__Goal__
Rewrite the listing below, replacing "with one point" with "with a single point" wherever it occurs and changing nothing else. Omit the pictures.
====================
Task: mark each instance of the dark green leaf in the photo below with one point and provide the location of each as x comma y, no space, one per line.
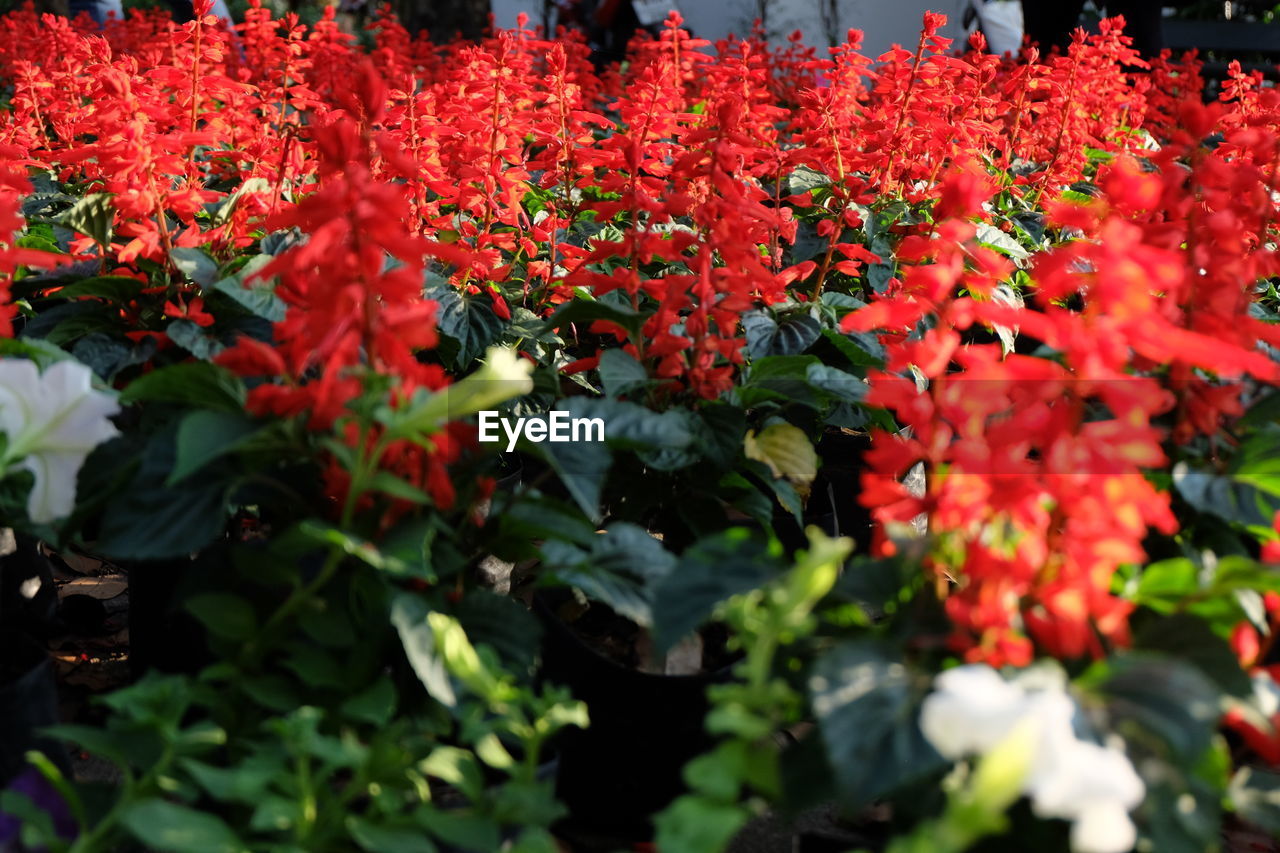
1256,796
621,373
467,320
155,521
1191,639
589,311
1151,696
408,616
113,288
195,340
196,383
92,217
502,624
195,264
259,299
375,705
621,568
225,615
711,571
178,829
376,838
867,707
205,436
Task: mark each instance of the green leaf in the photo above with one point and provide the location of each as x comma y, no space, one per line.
805,179
1255,793
837,383
242,783
469,831
193,383
583,469
223,214
621,373
225,615
408,616
632,427
92,217
195,264
502,624
621,568
113,288
1225,496
698,825
711,571
457,767
375,705
195,340
1189,638
995,238
467,322
156,521
178,829
388,483
108,356
1152,697
862,349
257,299
592,310
867,707
205,436
388,839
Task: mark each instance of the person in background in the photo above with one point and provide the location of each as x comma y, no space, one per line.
1000,21
1050,22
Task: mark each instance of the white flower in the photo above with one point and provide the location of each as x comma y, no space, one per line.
51,420
973,710
1105,828
503,375
1079,776
970,710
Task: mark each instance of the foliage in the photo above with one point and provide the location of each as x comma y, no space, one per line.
305,267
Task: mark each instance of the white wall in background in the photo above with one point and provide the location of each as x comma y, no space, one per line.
882,23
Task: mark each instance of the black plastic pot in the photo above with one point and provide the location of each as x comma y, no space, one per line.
28,702
626,766
840,480
163,635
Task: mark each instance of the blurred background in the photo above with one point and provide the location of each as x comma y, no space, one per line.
1223,30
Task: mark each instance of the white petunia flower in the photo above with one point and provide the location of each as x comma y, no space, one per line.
51,420
972,710
1104,829
1079,776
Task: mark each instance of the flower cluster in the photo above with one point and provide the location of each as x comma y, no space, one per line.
973,710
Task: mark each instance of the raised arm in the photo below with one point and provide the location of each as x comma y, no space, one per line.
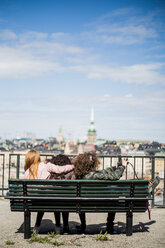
52,168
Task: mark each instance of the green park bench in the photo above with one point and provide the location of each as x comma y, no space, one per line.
92,196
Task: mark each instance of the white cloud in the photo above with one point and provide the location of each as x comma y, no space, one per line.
7,35
139,74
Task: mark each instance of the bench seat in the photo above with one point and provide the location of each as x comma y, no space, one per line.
93,196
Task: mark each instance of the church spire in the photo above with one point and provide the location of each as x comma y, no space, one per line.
91,130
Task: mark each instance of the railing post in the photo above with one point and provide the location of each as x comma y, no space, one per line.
153,176
164,186
18,165
3,175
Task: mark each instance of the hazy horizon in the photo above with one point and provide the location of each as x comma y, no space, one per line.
60,58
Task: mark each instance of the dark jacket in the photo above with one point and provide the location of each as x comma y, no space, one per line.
111,173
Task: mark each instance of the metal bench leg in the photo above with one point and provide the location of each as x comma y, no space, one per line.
27,224
129,223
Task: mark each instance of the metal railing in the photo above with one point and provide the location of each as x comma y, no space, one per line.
145,167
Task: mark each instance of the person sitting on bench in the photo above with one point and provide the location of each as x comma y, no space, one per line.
86,168
35,169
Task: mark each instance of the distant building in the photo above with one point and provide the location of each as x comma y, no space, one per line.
91,130
85,148
60,138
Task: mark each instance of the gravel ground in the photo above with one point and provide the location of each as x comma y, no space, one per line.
147,233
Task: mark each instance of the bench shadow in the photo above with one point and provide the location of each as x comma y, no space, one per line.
47,226
120,227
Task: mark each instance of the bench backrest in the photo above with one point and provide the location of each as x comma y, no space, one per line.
78,195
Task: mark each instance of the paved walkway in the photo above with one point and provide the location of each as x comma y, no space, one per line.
147,233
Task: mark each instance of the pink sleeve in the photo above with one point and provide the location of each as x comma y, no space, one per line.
52,168
26,175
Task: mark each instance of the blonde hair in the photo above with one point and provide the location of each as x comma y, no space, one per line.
32,161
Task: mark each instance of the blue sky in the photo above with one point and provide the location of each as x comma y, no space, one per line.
60,58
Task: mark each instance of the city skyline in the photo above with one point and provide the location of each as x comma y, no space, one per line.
60,58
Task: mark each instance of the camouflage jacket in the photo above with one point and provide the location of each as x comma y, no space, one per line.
111,173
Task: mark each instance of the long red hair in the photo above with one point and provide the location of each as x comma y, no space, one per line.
32,161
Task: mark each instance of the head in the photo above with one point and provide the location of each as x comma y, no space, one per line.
32,161
60,160
85,163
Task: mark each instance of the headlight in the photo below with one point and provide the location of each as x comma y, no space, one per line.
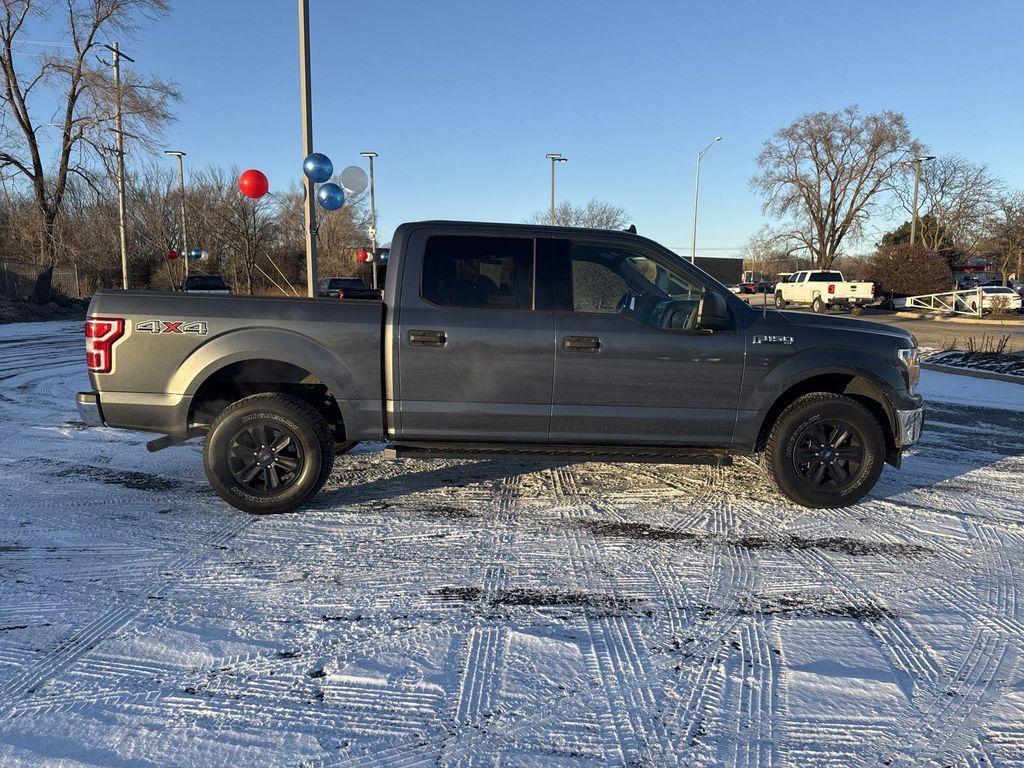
911,359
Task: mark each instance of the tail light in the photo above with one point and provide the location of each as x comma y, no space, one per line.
100,333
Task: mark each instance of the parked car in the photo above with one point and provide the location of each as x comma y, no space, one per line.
346,288
823,289
992,298
506,341
206,284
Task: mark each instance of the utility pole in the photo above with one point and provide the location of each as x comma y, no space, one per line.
916,180
307,146
373,214
181,184
554,157
696,196
120,152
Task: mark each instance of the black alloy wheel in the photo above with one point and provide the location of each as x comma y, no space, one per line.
265,457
====================
__Correct answer__
Task: mark each instance of the dark green leaf in the photo below with a single point and provide the location of each as x comma y, no space, one per line.
1256,796
621,373
467,320
155,521
1191,639
589,311
1151,696
408,616
113,288
195,340
196,383
92,217
502,624
195,264
259,299
375,705
621,568
225,615
711,571
178,829
376,838
867,707
205,436
Task: mark each instance of the green leaf in the photo above with a single point and provide the location of each as x comma y, no space, one per line.
805,179
1255,793
837,383
242,783
469,831
193,383
583,469
223,214
621,373
225,615
408,616
632,427
92,217
195,264
502,624
621,568
113,288
1225,496
698,825
711,571
457,767
375,705
195,340
1189,638
995,238
467,322
156,521
178,829
388,483
108,356
1152,697
862,349
257,299
592,310
867,707
205,436
388,839
Task: mark each instance of the person in background in the photo above with a single point and provide the location of each as x comma y, no space, one per line.
1000,21
1050,22
Task: mark each instance of the white flower in the photo above with a single point and provide the location of each as x comma y, no space, one per line.
51,420
973,710
1105,828
503,375
1079,776
970,710
Task: mark each instance of the foliage in the photo above with a single point and provide the location of each as x comma y, no space, one per line.
305,267
Task: mark each instance of the white wall in background in the photo above with a single point and provide the location of each as x comma y, no space, one per line.
882,23
Task: mark each instance of the black plastic pot in the photo above with a single point and provide the location of each as x comma y, no space, one per line.
28,702
626,766
840,480
163,635
Task: mark each instance of the blurred background in the photo above with a single point and provide the location of each as x comma y, no space, one per line.
1223,30
Task: mark each instance of the white petunia flower in the photo above with a single point and provide the location of each as x comma y, no space, one per line.
51,420
972,710
1104,829
1079,776
Task: mark each instance of the flower cluster in the photo above with a single point and provide the location of each as x comma y, no space, one per line.
973,710
Task: mark each instance of the raised arm in the photo below with a single point and provide the location of each as x comma y, no space, one per line.
52,168
Task: mark each instance of the green park bench in the photo above with a single point and provide the location of each as x comma y, no space, one per line.
92,196
Task: mark each instance of the white cloud in the photo above with a single point and provide the location of each as x comma y, no space, one per line.
7,35
139,74
Task: mark each instance of the bench seat in the photo above with a single point and provide the location of each as x comma y, no space, one per line.
93,196
Task: mark each instance of the church spire in the photo above with a single point and provide the location of each as x comma y, no space, one per line.
91,130
Task: mark each instance of the railing post in the photo above with a single point and provide the location of each as x comma y, no space, one per line.
153,176
164,186
18,165
3,175
Task: mark each instance of the hazy horizon in the photo above with a single point and provide the location of each as x comma y, no space, one per line.
60,58
Task: mark each instance of the dark jacket in the photo above with a single point and provide the location of each as x comma y, no space, one per line.
111,173
Task: mark each instance of the metal bench leg in the photo above with a single point and provide the location of each as x comma y, no space, one per line.
27,224
129,223
Task: mark each instance of the metal railing in the photo above with a single point and provide the location of each as x comma y, no space, one per line.
145,167
Task: mark each instance of the person sitting on bench in the photo above with a single point and provide the location of each as x comma y, no space, one per line.
86,168
35,169
Task: mark each instance of the distant building in the photo above with a single point and provide the location of each as x comma y, no space, one per line.
91,130
85,148
60,138
Task: mark each instance of the gravel ground in the photo above with a single point and provide the location of each as x comma y, no space, one per line.
147,233
Task: mark each instance of the bench shadow in the photo above with a single point and provide the location of each as x comma y, no space, one per line.
47,226
120,227
Task: mark each instance of the bench backrest in the photo above with a single point and provide the location of each as x comma y, no space, one per line.
78,195
Task: mark each instance of the paved walkway in the photo above with a single point and provide the location of each as x comma y, no space, one per line.
147,233
Task: mark each instance of the pink sleeve in the photo above with a single point and provide the location of each as x comma y, no space, one per line.
52,168
26,175
Task: mark each instance of the blonde hair in the photo above with a single point and provide the location of each as x comma y, no space, one per line.
32,161
Task: mark each instance of the blue sky in the photo above with a single point and provide the location of each as x comma y, no space, one per line.
60,58
Task: mark each instance of the city skyline in the photo above with a single point and provide the location of each as x comma y, no space, one per line.
60,58
Task: mark each instance of the camouflage jacket in the photo above with a single point and provide the location of each as x comma y, no space, one per line.
111,173
Task: mark each instance of the long red hair in the photo above with a single point and provide the location of each as x comma y, no space, one per line.
32,161
Task: mark each instance of the head in the photo above with a single point and provide the location of each as x comma y, no space, one per line.
32,161
60,160
85,163
Task: mark each instance of the headlight in the photo below with a single point and provide the location of each as x comma y, no space, one per line.
911,359
Task: mark each instance of the tail light in the photo above with a single point and provide the location of each as x comma y, no space, one per line.
100,333
Task: mark each instance of the parked car in the photo above with a single point and provide the location of each as x comma y, no space, one per line.
346,288
823,289
992,298
506,341
206,284
Task: mark each instance of the utility pole in the photo above with a single point and provide the location of each as x comma y, no space, one per line.
916,180
307,146
373,214
181,184
554,157
696,196
120,152
Task: mark each instance of the black alloy wheel in the photo above with a single point and provide the location of each as x comma y, no space, one per line.
265,457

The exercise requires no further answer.